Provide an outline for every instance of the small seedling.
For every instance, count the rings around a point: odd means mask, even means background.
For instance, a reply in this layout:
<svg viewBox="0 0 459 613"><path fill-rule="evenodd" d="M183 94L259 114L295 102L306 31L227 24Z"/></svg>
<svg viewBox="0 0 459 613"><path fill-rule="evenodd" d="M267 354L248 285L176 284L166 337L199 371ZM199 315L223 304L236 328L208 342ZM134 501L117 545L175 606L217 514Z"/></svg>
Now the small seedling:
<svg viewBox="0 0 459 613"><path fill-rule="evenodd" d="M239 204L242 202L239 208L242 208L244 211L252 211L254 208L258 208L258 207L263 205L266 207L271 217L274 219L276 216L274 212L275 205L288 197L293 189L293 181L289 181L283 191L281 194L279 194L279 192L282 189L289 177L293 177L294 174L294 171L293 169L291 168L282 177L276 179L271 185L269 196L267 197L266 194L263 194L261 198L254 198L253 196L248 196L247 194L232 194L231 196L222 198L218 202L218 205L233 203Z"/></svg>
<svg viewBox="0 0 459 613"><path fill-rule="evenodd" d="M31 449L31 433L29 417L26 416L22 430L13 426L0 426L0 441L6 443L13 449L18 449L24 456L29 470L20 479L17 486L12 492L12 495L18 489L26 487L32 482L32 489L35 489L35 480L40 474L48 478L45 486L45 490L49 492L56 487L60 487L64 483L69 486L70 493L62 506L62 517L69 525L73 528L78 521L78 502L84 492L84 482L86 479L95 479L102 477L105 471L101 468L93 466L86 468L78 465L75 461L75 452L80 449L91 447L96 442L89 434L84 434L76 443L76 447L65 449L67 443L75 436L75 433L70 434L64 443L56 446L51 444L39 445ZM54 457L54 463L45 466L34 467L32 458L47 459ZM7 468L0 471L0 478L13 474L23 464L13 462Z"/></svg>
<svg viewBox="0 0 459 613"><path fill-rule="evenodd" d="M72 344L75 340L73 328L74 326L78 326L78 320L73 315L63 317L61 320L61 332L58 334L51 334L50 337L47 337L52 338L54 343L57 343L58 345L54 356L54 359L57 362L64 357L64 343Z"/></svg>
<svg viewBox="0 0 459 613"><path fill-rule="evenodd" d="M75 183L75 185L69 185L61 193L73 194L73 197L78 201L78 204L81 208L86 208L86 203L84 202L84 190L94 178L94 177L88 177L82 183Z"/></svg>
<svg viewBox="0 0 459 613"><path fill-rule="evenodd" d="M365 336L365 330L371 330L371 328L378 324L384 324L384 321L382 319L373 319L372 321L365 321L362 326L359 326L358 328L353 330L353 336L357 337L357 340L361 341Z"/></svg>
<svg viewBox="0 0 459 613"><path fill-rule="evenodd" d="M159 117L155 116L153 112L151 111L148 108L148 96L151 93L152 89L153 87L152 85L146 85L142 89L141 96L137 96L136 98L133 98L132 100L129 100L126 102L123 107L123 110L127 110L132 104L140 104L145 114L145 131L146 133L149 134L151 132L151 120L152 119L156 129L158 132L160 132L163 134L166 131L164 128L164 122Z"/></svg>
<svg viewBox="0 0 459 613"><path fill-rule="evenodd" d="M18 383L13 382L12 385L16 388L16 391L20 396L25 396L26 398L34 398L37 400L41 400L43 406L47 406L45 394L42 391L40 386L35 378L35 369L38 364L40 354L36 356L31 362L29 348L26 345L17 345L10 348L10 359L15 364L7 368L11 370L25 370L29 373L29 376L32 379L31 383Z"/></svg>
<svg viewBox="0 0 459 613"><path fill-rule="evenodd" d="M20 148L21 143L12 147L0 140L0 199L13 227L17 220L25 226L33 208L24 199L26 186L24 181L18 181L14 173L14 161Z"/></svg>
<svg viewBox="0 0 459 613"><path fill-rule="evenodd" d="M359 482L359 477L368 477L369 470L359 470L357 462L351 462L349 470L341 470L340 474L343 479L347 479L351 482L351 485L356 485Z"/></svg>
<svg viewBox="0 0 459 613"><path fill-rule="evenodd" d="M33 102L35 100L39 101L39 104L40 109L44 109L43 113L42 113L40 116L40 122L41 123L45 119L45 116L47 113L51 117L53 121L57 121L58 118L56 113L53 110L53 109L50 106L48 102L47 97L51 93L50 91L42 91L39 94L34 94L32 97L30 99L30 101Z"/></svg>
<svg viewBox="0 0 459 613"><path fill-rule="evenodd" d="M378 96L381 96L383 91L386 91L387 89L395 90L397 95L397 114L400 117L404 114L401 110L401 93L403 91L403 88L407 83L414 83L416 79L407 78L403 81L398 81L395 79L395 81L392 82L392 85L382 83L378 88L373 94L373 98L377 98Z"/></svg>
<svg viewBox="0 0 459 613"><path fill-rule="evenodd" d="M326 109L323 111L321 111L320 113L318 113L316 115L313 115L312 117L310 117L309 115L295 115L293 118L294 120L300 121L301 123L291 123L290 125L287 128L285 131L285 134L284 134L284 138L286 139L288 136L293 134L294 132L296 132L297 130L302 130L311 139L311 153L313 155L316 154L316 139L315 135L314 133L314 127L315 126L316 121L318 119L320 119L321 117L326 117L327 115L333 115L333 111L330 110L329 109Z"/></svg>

**WORK TO COMPLETE**
Reproduce all of the material above line for line, with no changes.

**TASK RESPONSE**
Provide an outline for every instance of the small seedling.
For every instance, count the rings around a point: odd means mask, even means background.
For instance, a reply in this layout:
<svg viewBox="0 0 459 613"><path fill-rule="evenodd" d="M183 94L259 114L295 102L306 31L227 24Z"/></svg>
<svg viewBox="0 0 459 613"><path fill-rule="evenodd" d="M267 354L248 285L176 284L166 337L199 371ZM199 315L223 304L236 328L208 342ZM134 501L117 545L175 606L217 514Z"/></svg>
Now the small seedling:
<svg viewBox="0 0 459 613"><path fill-rule="evenodd" d="M239 204L242 202L239 208L242 208L244 211L252 211L254 208L258 208L258 207L263 205L266 207L271 217L274 219L276 216L274 212L275 205L288 197L293 189L293 181L289 181L283 191L281 194L279 194L279 192L282 189L289 177L293 177L294 174L294 171L293 169L291 168L282 177L276 179L271 185L269 196L267 197L266 194L263 194L261 198L254 198L253 196L248 196L247 194L232 194L231 196L222 198L218 202L218 205L233 203Z"/></svg>
<svg viewBox="0 0 459 613"><path fill-rule="evenodd" d="M31 449L31 433L29 417L26 416L22 430L13 426L0 426L0 441L6 443L13 449L18 449L24 456L29 470L20 479L17 486L12 492L12 495L18 489L26 487L32 482L32 489L35 489L35 480L40 474L48 478L45 486L45 490L49 492L56 487L60 487L64 483L69 486L70 493L62 506L62 517L69 525L73 528L78 521L78 502L84 492L84 482L86 479L95 479L102 477L105 471L101 468L93 466L86 468L78 465L75 461L75 452L80 449L91 447L96 442L89 434L84 434L76 443L76 447L65 449L67 443L75 436L75 433L70 434L64 443L56 446L51 444L39 445ZM54 457L54 463L45 466L34 467L32 458L47 459ZM7 468L0 471L0 478L13 474L23 464L13 462Z"/></svg>
<svg viewBox="0 0 459 613"><path fill-rule="evenodd" d="M72 344L75 340L73 328L74 326L78 326L78 320L73 315L63 317L61 320L61 332L58 334L51 334L50 337L47 337L52 338L54 343L57 343L58 345L54 356L54 359L57 362L64 357L64 343Z"/></svg>
<svg viewBox="0 0 459 613"><path fill-rule="evenodd" d="M75 183L75 185L69 185L61 193L73 194L73 197L78 201L78 204L81 208L86 208L86 203L84 202L84 190L94 178L94 177L88 177L82 183Z"/></svg>
<svg viewBox="0 0 459 613"><path fill-rule="evenodd" d="M365 336L365 330L371 330L371 328L378 324L384 324L384 321L382 319L373 319L372 321L365 321L362 326L359 326L358 328L353 330L353 336L357 337L357 340L361 341Z"/></svg>
<svg viewBox="0 0 459 613"><path fill-rule="evenodd" d="M159 117L155 116L153 112L151 111L148 108L148 96L151 93L152 89L153 87L152 85L146 85L142 89L141 96L137 96L136 98L133 98L132 100L129 100L126 102L123 107L123 110L127 110L132 104L140 104L145 114L145 131L146 133L149 134L151 132L151 120L152 119L156 129L158 132L160 132L163 134L166 131L164 128L164 122Z"/></svg>
<svg viewBox="0 0 459 613"><path fill-rule="evenodd" d="M18 383L13 382L12 385L16 388L16 391L20 396L25 396L26 398L34 398L37 400L41 400L43 406L47 406L45 394L42 391L40 386L35 378L35 369L38 364L40 354L36 356L31 362L29 348L26 345L17 345L10 348L10 359L15 364L7 368L11 370L25 370L29 373L29 376L32 379L31 383Z"/></svg>
<svg viewBox="0 0 459 613"><path fill-rule="evenodd" d="M20 148L21 143L12 147L0 140L0 199L13 227L17 220L25 226L33 208L24 199L26 186L24 181L18 181L14 173L14 161Z"/></svg>
<svg viewBox="0 0 459 613"><path fill-rule="evenodd" d="M359 482L359 477L368 477L369 470L359 470L357 462L351 462L349 470L341 470L340 474L343 479L347 479L351 482L351 485L356 485Z"/></svg>
<svg viewBox="0 0 459 613"><path fill-rule="evenodd" d="M33 102L35 100L39 101L39 104L40 109L44 109L43 113L42 113L40 116L40 122L41 123L45 119L45 116L47 113L51 117L53 121L57 121L58 118L56 113L53 110L53 109L50 106L48 102L47 97L51 93L50 91L42 91L39 94L34 94L32 97L30 99L30 101Z"/></svg>
<svg viewBox="0 0 459 613"><path fill-rule="evenodd" d="M378 96L381 96L383 91L386 91L387 89L395 90L397 95L397 114L400 117L404 114L401 110L401 93L403 91L403 88L407 83L414 83L416 79L407 78L403 81L398 81L395 79L395 81L392 82L392 85L382 83L378 88L373 94L373 98L377 98Z"/></svg>
<svg viewBox="0 0 459 613"><path fill-rule="evenodd" d="M326 109L323 111L321 111L320 113L318 113L316 115L313 115L312 117L310 117L309 115L295 115L293 118L294 120L300 121L301 123L291 123L290 125L287 128L285 131L285 134L284 134L284 138L286 139L288 136L293 134L294 132L296 132L297 130L302 130L311 139L311 153L313 155L316 154L316 139L315 135L314 133L314 127L315 126L316 121L318 119L320 119L321 117L326 117L327 115L333 115L333 111L330 110L329 109Z"/></svg>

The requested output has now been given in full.